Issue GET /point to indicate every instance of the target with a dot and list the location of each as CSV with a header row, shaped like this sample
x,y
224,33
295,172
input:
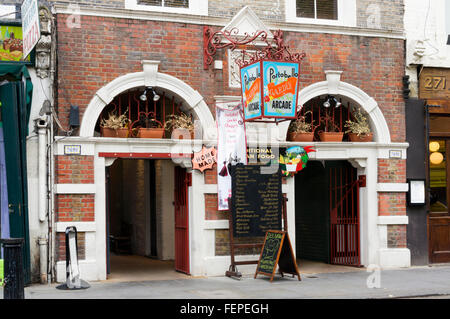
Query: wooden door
x,y
14,121
439,217
182,182
344,214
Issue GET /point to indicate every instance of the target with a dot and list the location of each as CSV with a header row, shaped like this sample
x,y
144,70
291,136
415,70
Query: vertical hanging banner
x,y
231,147
30,25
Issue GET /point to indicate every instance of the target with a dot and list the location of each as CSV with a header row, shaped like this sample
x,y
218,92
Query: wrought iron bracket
x,y
278,51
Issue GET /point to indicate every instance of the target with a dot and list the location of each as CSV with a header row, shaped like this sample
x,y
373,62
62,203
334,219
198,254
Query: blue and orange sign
x,y
272,93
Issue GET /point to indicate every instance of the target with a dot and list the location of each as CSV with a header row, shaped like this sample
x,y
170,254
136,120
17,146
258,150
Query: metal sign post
x,y
73,280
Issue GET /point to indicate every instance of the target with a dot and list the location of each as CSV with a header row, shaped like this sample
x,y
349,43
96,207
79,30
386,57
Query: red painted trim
x,y
144,155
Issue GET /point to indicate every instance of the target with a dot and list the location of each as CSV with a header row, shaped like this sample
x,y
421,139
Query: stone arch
x,y
149,77
334,86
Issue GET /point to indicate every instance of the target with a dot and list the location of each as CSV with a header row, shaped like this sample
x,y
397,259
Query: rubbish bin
x,y
13,268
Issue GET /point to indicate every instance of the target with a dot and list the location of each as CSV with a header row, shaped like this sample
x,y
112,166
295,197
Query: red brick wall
x,y
74,169
391,171
75,207
106,48
396,236
391,204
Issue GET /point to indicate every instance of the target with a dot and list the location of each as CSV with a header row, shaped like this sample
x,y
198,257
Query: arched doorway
x,y
136,152
327,215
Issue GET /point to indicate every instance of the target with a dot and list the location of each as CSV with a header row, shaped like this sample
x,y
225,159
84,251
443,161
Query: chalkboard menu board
x,y
256,201
269,253
277,251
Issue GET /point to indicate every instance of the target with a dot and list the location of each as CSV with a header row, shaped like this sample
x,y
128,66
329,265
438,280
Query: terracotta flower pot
x,y
150,132
331,136
362,138
301,137
179,134
109,132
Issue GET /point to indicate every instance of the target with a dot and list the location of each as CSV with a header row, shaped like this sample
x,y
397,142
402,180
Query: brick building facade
x,y
113,47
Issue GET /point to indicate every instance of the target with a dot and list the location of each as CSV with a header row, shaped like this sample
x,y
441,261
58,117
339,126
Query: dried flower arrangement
x,y
115,121
300,125
115,125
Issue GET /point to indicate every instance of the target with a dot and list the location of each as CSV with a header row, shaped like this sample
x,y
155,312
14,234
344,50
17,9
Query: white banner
x,y
30,26
231,147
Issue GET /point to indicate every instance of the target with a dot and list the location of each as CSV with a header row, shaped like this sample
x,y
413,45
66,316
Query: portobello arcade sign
x,y
270,90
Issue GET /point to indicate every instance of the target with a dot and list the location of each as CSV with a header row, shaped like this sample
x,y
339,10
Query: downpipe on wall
x,y
42,125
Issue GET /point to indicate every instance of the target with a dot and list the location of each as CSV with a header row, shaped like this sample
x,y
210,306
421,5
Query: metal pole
x,y
14,281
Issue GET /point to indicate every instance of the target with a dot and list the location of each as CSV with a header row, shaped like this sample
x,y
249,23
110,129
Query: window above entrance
x,y
330,12
199,7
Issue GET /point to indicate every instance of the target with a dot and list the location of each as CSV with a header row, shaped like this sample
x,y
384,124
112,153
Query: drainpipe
x,y
42,168
42,241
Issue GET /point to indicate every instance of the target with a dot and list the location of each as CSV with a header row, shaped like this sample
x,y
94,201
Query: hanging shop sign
x,y
231,149
270,90
30,25
204,159
294,160
11,44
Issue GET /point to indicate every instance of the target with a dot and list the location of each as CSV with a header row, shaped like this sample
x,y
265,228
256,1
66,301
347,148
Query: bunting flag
x,y
231,147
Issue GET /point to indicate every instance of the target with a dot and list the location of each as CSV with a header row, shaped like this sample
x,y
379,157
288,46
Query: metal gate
x,y
182,181
344,215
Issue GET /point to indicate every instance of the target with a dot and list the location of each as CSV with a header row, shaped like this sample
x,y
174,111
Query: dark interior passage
x,y
327,213
140,214
312,213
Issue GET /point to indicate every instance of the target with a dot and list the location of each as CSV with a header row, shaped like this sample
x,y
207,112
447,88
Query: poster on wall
x,y
11,43
280,89
251,90
30,25
231,147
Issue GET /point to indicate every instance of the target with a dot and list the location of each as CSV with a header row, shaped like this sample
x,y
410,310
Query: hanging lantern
x,y
434,146
436,158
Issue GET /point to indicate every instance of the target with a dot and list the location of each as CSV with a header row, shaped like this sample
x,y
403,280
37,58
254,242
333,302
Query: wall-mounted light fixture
x,y
331,100
143,96
416,192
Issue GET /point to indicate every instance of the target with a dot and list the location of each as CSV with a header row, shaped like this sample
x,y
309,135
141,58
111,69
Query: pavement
x,y
413,282
224,297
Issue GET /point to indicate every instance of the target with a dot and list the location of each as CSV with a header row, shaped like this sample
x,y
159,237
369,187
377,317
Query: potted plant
x,y
332,132
115,125
301,131
359,128
151,128
177,125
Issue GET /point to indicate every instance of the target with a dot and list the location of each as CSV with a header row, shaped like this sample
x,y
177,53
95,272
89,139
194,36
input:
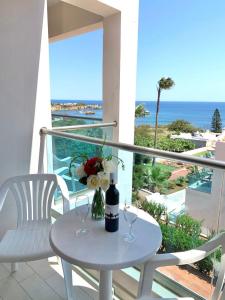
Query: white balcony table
x,y
105,251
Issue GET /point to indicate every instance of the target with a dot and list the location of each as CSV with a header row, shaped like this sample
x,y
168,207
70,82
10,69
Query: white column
x,y
119,83
24,86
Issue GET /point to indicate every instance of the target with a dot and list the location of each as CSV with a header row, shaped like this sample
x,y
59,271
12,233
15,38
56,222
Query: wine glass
x,y
82,205
130,215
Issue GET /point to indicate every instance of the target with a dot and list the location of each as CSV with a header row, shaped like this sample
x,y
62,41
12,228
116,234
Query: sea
x,y
198,113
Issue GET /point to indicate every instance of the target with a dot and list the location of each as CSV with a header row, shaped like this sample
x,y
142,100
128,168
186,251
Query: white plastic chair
x,y
33,195
183,258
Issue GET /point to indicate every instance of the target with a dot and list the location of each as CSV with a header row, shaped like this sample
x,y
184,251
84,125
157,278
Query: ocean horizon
x,y
198,113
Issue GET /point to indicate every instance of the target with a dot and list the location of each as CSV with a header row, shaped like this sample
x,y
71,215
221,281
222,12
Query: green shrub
x,y
171,184
156,210
180,181
189,225
165,143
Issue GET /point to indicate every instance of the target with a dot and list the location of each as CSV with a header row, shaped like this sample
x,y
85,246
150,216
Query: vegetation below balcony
x,y
184,235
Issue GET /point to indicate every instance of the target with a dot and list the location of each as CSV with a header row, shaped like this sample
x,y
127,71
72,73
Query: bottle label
x,y
112,211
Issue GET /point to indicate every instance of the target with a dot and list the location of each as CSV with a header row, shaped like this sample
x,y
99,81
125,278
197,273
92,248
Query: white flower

________

* _WHAT IS BEING ASKED_
Repeat the material above word for word but skip the images.

* _WRITTEN SOLUTION_
Issue GET /point to indicate every instance of the target with a dot and list the location of each as CSV with a header row, shaped like this sample
x,y
224,33
295,172
input:
Query: wooden door
x,y
14,121
439,217
182,182
344,214
Issue GET /point to indicate every instance of the target with a dot and list the location of each as CSV with a header row, shaped like this sample
x,y
144,70
291,136
415,70
Query: vertical hanging banner
x,y
231,147
30,25
Issue GET /point to indicate every instance of the target with a dot and list the location of each as CSV with a header row, shaped like this sample
x,y
218,92
Query: wrought iron bracket
x,y
278,51
Issue GET /point to indicate every instance of the target with a dot and list the location of each as CSV with a header row, shaped like this sample
x,y
373,62
62,203
334,219
198,254
Query: blue and orange sign
x,y
272,93
Issue GET /point to indicate every instance of the target with a dot and list the location of each as CSV with a header row, shaped like this sample
x,y
170,254
136,120
17,146
258,150
Query: metal sign post
x,y
73,280
Issue GET /point to indicate every instance of the target with a dot and list the location of each as CSV with a header row, shaped like this sample
x,y
349,43
96,207
79,30
386,57
Query: red painted trim
x,y
144,155
Issue GET /point to indicate every instance of the target with a dot and list the location of each as CSV with a header row, shaped like this sample
x,y
421,139
Query: stone arch
x,y
149,77
334,86
Issue GET /point to indicate every instance of the target with a dot and list the location of each as CSV with a header row, shaped like this sample
x,y
397,259
Query: rubbish bin
x,y
13,268
Issue GET /point to indicate every instance of the target with a dot and list the location of each as CSV with a header row, shaped like this sample
x,y
112,166
295,197
Query: red brick wall
x,y
74,169
391,171
75,207
106,48
396,236
391,204
Issue GET /point to indicate every instance of the target with a dot and list the location of each as CSV with a header row, shaped like this sample
x,y
198,257
Query: arched doorway
x,y
136,152
327,215
Issue GET /point to indicate every instance of the target with a dot and list the location of each as CSV with a header row, shaped like this sample
x,y
225,159
84,251
443,161
Query: chalkboard menu board
x,y
256,201
269,253
277,251
Issue GET /point to indicate every instance of the target with a dot and list the location of each as CSV with a header row, shaped like this sample
x,y
128,66
329,265
438,280
Query: terracotta flower pot
x,y
150,132
331,136
362,138
301,137
179,134
109,132
Issue GET /point to indicate every instance of the target with a dot and list the location of each as CSV with a header row, shaped like this sample
x,y
397,142
402,180
Query: brick building facade
x,y
113,47
Issue GET /point to indicate every instance of the target with a dot and list the location of each as CSV with a header row, shaped like this sample
x,y
441,261
58,117
339,126
Query: dried flower arrangement
x,y
115,121
300,125
115,125
Issue GET /point to indicate every instance of the target with a dot and list the location of each as CSV with a header row, shaped like this sample
x,y
155,312
14,234
344,50
17,9
Query: white banner
x,y
30,26
231,147
Issue GET /point to indicate every instance of the target with a dot and list the location of each as CSV with a header row, shaped like this sample
x,y
413,45
66,316
Query: portobello arcade sign
x,y
270,90
Issue GET /point to indicate every instance of the target with a dot and list the location of each as CSV with a header row, shaped like this sample
x,y
339,10
Query: downpipe on wall
x,y
42,125
Issue GET /point to indicate every instance of the target with a dot and list the location of each as CSV with a header row, shaped like this sample
x,y
210,306
421,5
Query: metal pole
x,y
14,281
Issue GET /point to indicate every instance of the target with a dot and list the location of each as CSV with a header row, shaped like this sample
x,y
249,23
110,129
Query: window above entrance
x,y
330,12
199,7
Issue GET /point to indicate every instance of the target with a dot and list the location of each as CSV with a header row, shaped like this sample
x,y
384,124
112,153
Query: drainpipe
x,y
42,168
42,241
Issue GET /point to indicate every instance of the target with a dot and list the location of each as CSV with a header row, shaped like this sample
x,y
94,201
Query: hanging shop sign
x,y
231,149
270,90
30,25
204,159
294,160
11,44
Issue GET /point to indicate every instance of the target with a dot and list the location of each as CSV with a header row, shaped like this sample
x,y
265,228
256,1
66,301
347,148
Query: bunting flag
x,y
231,147
Issue GET /point to indicate every instance of the target with a dot and list the location of each as CSV with a header row, shaped like this sample
x,y
379,157
288,46
Query: metal gate
x,y
182,181
344,215
Issue GET /point to indicate every instance of the target with a dot and list the location of each as CSV with a header row, shaped like this sample
x,y
174,111
Query: dark interior passage
x,y
327,213
140,214
312,213
Issue GET /point to indicate every instance of the target with a dot and list the location of each as CSV with a header row, shaped like this sample
x,y
207,112
447,88
Query: poster on wall
x,y
11,43
280,89
251,90
30,25
231,147
Issue GET /point to indicate every instance of the target with a dot and list the location of each as CSV with a header row, shaped like this sample
x,y
410,310
Query: hanging lantern
x,y
434,146
436,158
Issue GET /point to indicate every instance of the target with a dot and list the location of each as CSV with a header row, shaped like this sample
x,y
403,280
37,58
254,242
333,302
Query: wall-mounted light fixture
x,y
331,100
143,96
416,192
Issue GET /point to indicate every instance of the target with a dot and list the location of each as CSV with a header row, shaped like this sample
x,y
309,135
141,58
111,69
Query: pavement
x,y
413,282
224,297
Issue GET /point to indicate every instance of the target with a dot and list the location of each as CSV with a header row, shaped like this sample
x,y
159,237
369,187
377,317
Query: potted plant
x,y
332,132
115,125
301,131
359,128
151,128
177,125
Issue GET /point to indicate every instance of the target with a dot and list the location of each as CSV with a header row, shaped like this sample
x,y
177,53
95,272
89,139
194,36
input:
Query: white balcony table
x,y
105,251
Issue GET /point to indicate every instance of the target with a dot and list the location of each as CSV with a header row, shaped like this sample
x,y
168,207
70,82
10,69
Query: white column
x,y
119,83
24,86
Issue GET /point to indicate every instance of the target with a dot and list the location of each as CSV with a header row, shaped like this sample
x,y
59,271
12,233
15,38
56,222
Query: wine glass
x,y
82,205
130,215
Issue GET /point to indicate every instance of the target with a dot and list the location of each as CSV with a header row, shaped like this sample
x,y
62,41
12,228
116,234
Query: sea
x,y
198,113
Issue GET /point to indicate every instance of the target with a dot and list the location of each as CSV with a header row, shaped like this sample
x,y
142,100
128,168
186,251
Query: white plastic chair
x,y
33,195
183,258
Issue GET /point to indicate every instance of the target with a dot and list the location of each as CSV with a header row, shaped like this sample
x,y
184,251
84,125
157,278
Query: ocean horizon
x,y
198,113
Issue GET /point to indicate every instance of the target with a dot and list the location of each as CSV with a header row, shaped like this sample
x,y
71,215
221,281
222,12
Query: green shrub
x,y
171,184
156,210
180,181
189,225
165,143
Issue GET /point to indicate every instance of the target with a dot and list the location of each as CSV with a header row, shaped like this sample
x,y
85,246
150,216
Query: vegetation below balcony
x,y
184,235
Issue GET /point to indicate every instance of the target with a dot and list the location of each as CSV with a header row, shaped like this sample
x,y
127,71
72,73
Query: bottle label
x,y
112,211
Issue GET /point to indicate every instance of the target with a dot and list the location of each as CSV with a header row, shaped like this sample
x,y
99,81
125,278
197,273
92,248
Query: white flower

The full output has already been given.